Within the data below, count the lines that include the word "report". Provide the number and nothing further.

─── DATA TO PROCESS ───

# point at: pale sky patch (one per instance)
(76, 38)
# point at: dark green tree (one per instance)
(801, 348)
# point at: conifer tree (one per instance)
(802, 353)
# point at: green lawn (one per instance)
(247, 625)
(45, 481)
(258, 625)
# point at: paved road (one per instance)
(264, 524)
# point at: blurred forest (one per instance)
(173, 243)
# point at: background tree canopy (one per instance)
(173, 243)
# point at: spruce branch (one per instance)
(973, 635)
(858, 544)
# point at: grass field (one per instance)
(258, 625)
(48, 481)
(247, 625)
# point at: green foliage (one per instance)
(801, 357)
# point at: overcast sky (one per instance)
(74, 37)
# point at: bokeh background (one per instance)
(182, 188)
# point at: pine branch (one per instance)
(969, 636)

───
─── DATA TO PROCESS ───

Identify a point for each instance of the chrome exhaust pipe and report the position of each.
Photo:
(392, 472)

───
─── DATA TO PROCESS ───

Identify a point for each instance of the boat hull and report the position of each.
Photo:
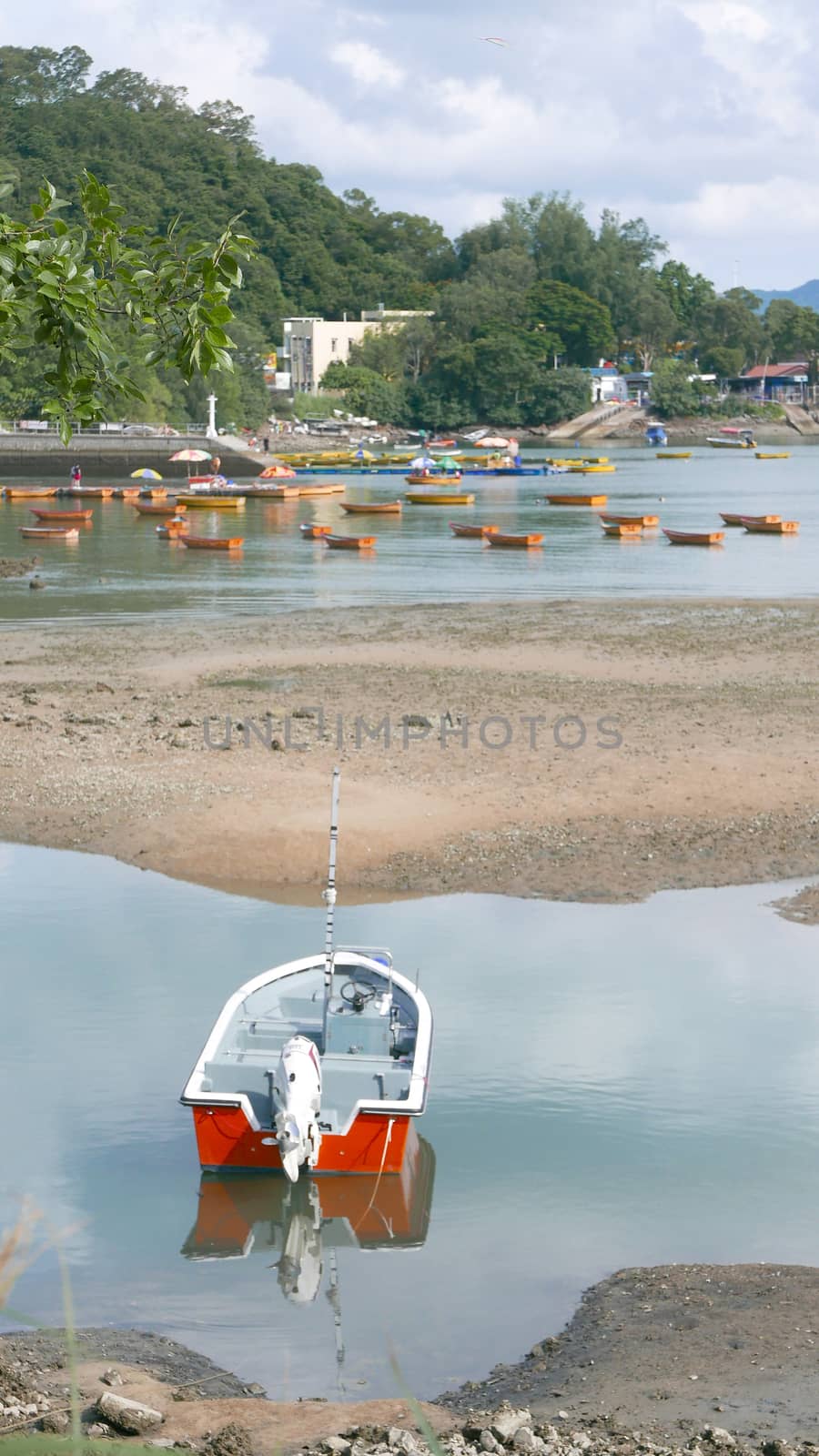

───

ANSWER SPACE:
2